Set exercise -
Identify every line in the listing below that contains the word "yellow", and copy each of those lines in full. Case counts.

Excerpted data -

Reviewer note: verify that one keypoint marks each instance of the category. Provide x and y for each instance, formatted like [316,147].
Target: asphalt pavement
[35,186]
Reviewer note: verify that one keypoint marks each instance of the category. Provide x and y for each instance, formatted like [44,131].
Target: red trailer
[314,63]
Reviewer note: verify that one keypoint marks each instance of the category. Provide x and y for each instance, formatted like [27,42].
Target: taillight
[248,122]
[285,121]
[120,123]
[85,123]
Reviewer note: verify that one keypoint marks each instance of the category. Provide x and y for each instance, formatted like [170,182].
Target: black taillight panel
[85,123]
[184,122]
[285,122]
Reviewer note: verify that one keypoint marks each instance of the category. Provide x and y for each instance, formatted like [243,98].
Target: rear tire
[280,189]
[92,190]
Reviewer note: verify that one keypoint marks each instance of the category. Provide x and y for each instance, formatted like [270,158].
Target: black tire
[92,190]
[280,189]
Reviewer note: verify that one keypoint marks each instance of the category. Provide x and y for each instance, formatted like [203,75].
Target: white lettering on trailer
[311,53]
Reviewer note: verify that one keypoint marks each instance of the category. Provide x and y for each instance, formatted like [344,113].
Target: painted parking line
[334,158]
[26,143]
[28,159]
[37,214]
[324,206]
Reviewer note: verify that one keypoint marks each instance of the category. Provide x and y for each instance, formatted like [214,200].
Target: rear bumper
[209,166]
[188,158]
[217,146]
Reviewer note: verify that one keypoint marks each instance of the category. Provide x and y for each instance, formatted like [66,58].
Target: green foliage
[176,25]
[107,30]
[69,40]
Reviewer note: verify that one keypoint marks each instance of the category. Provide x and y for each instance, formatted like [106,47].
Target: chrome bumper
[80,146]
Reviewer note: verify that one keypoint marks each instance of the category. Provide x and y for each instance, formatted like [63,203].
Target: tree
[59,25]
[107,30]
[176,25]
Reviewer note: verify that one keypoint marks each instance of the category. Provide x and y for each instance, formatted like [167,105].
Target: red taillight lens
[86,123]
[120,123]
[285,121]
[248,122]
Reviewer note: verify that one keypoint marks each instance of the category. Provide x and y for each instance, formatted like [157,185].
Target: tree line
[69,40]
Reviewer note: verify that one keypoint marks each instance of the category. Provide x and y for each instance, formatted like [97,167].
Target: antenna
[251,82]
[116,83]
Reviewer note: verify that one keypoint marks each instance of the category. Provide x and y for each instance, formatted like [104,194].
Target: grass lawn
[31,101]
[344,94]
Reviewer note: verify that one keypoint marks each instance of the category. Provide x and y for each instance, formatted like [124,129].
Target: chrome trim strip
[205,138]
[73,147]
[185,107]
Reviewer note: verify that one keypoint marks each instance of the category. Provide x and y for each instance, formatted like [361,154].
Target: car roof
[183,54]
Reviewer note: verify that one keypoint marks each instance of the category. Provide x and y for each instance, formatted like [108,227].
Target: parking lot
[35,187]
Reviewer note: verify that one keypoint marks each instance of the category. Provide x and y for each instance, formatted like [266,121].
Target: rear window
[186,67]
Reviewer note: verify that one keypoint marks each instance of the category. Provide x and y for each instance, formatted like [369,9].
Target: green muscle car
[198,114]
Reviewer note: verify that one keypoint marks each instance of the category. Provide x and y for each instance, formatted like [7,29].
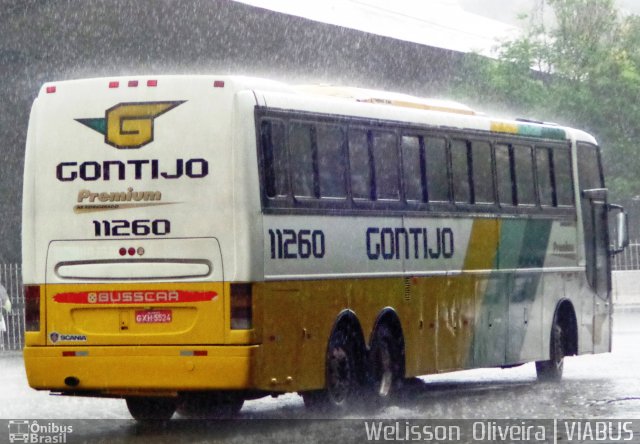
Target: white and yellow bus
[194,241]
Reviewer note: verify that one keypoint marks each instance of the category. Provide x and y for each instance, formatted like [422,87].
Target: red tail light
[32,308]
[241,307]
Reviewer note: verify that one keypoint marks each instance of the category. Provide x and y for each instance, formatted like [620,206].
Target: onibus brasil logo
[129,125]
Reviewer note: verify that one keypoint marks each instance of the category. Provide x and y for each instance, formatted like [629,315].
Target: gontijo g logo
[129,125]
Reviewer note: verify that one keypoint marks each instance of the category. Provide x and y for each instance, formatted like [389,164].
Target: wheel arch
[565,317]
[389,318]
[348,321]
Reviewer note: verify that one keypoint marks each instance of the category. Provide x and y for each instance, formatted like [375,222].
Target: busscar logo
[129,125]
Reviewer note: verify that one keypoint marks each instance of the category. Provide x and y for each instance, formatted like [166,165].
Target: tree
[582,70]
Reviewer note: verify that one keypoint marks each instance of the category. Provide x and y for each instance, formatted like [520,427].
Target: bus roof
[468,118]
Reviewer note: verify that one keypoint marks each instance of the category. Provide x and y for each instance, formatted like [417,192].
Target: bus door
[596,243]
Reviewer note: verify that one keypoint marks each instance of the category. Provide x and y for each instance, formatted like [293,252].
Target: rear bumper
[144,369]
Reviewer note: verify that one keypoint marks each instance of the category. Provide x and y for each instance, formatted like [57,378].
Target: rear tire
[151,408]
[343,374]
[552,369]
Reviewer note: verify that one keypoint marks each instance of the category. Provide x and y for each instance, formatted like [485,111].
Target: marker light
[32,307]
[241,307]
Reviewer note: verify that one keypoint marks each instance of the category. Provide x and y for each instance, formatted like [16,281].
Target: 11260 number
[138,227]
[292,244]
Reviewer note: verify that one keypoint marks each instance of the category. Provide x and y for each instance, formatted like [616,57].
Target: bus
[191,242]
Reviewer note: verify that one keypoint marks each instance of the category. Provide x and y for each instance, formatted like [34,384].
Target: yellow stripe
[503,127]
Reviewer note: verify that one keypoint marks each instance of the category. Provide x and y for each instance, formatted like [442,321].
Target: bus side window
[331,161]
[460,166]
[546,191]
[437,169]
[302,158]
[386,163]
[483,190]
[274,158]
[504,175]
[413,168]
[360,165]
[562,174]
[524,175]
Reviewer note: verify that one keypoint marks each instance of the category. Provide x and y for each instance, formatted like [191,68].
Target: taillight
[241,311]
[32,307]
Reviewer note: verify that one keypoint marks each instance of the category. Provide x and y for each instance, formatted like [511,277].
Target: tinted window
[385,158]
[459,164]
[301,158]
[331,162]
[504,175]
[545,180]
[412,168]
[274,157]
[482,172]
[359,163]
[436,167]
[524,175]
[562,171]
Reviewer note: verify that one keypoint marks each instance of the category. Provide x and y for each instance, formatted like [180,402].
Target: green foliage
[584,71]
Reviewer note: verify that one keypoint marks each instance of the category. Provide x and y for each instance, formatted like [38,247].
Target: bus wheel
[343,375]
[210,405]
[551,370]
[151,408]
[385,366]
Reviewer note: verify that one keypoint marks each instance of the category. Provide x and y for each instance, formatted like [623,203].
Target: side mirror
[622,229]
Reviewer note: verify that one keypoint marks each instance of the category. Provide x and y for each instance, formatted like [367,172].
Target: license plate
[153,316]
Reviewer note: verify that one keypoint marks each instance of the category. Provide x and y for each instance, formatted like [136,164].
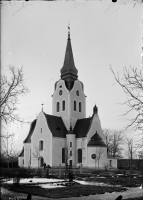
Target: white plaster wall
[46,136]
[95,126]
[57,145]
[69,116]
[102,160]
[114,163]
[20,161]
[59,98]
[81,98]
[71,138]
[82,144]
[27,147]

==

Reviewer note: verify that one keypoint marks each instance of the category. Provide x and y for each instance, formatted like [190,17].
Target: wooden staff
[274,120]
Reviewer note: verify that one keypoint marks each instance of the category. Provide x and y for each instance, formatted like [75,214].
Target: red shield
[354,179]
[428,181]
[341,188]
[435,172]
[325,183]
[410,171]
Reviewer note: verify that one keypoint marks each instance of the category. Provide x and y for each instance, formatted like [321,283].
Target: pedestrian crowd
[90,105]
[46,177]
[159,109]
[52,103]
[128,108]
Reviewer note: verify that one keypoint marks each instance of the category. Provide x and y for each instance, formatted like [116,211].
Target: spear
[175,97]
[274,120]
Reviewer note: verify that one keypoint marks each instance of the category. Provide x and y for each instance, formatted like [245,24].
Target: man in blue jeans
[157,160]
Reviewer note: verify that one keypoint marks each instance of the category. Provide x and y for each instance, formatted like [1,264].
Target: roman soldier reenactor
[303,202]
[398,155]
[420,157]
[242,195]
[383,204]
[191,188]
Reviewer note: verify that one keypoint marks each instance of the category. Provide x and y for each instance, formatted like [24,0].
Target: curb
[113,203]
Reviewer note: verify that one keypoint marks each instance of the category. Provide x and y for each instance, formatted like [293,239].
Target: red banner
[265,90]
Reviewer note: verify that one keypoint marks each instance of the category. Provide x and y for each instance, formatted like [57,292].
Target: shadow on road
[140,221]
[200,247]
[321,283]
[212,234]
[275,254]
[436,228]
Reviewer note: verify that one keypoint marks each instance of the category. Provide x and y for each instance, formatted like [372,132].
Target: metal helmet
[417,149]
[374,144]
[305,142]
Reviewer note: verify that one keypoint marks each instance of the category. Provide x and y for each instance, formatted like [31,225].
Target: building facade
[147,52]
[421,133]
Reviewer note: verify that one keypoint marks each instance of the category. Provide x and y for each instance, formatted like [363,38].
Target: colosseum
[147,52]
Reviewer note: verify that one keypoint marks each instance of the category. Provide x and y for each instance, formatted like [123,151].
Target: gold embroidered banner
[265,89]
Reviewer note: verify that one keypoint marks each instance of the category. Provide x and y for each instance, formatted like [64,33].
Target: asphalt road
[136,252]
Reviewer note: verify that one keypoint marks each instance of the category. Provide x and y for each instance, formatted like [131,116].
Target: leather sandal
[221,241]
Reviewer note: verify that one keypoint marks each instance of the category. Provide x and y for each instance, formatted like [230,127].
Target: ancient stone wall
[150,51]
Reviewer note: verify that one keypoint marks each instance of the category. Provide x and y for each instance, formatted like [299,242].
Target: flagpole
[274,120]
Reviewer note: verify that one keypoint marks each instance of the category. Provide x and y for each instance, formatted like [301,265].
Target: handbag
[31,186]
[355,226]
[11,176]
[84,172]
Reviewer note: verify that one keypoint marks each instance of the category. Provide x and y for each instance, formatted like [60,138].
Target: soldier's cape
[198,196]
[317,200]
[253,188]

* * *

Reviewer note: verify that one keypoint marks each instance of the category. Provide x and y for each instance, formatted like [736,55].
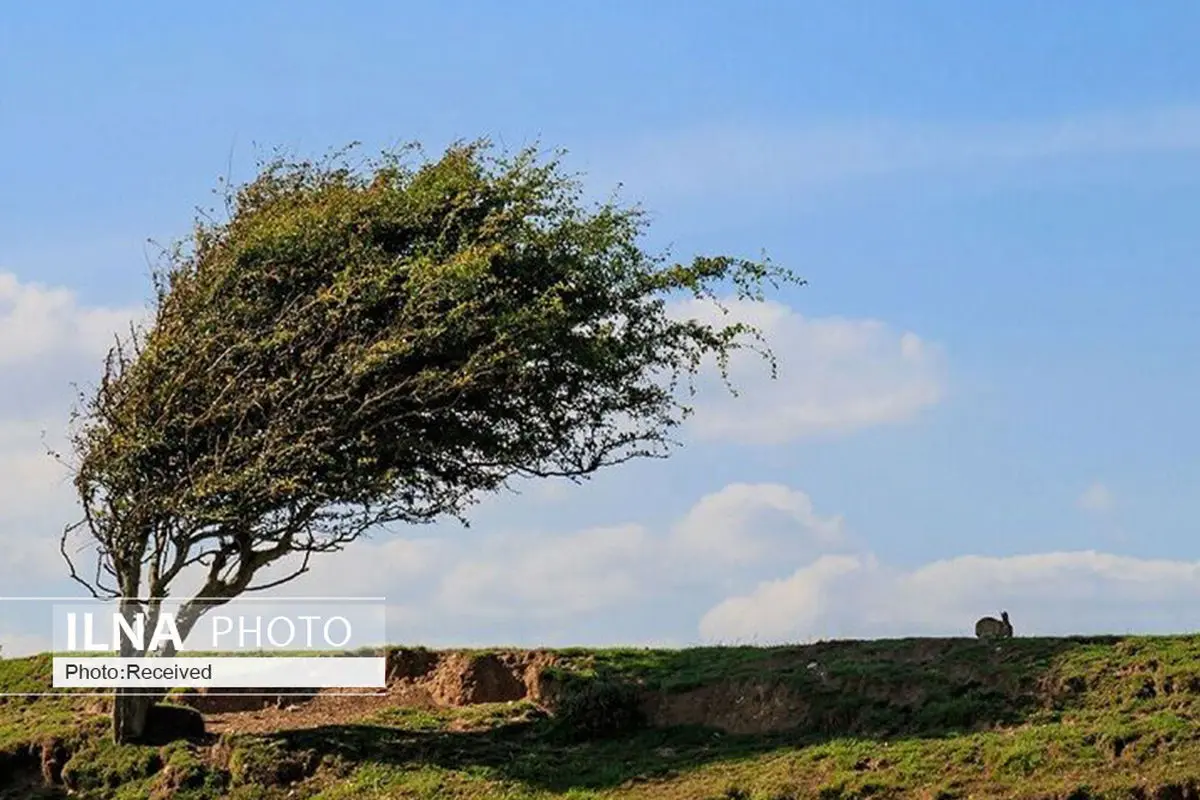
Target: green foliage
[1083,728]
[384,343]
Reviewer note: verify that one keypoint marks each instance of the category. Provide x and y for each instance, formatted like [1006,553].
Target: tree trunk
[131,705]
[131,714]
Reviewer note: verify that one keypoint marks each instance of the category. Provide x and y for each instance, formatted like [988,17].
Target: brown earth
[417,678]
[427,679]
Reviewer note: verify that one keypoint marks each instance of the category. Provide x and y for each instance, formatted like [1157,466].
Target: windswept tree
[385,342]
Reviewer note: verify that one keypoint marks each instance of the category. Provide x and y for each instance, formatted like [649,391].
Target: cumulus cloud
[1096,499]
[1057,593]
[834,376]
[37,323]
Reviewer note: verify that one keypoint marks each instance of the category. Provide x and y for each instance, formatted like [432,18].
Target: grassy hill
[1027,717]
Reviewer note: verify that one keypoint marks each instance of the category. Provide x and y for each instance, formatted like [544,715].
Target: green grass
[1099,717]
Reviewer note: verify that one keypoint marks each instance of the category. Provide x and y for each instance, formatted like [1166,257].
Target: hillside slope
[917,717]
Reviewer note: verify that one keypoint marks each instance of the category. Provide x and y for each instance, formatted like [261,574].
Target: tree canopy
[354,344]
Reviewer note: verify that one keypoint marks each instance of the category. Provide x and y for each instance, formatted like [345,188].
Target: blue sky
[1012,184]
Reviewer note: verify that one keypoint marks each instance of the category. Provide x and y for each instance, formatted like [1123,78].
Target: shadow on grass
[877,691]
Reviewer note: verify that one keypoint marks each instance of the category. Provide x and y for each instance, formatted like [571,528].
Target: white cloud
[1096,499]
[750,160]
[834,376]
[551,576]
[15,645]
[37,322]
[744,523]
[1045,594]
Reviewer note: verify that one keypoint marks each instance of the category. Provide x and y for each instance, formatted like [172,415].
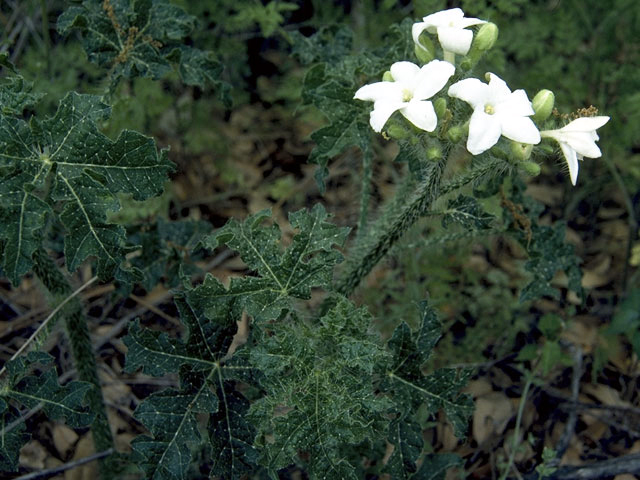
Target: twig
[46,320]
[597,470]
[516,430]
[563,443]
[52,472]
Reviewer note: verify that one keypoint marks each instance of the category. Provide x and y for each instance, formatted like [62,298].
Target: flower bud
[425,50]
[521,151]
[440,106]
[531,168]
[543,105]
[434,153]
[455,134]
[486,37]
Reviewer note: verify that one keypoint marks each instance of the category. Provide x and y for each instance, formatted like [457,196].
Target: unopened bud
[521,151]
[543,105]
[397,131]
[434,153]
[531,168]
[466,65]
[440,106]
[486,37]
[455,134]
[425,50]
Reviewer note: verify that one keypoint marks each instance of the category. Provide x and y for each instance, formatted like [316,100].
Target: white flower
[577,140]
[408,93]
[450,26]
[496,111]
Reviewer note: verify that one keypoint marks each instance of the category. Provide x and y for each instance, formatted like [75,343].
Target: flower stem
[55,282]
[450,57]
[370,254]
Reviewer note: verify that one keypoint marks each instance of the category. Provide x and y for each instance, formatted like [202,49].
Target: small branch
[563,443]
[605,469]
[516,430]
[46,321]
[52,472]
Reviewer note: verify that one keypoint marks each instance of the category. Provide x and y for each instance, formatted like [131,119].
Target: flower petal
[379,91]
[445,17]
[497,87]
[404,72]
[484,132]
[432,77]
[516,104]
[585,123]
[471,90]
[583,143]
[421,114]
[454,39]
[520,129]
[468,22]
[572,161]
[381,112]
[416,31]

Reply -
Target: white and yellow bus
Target: yellow stripe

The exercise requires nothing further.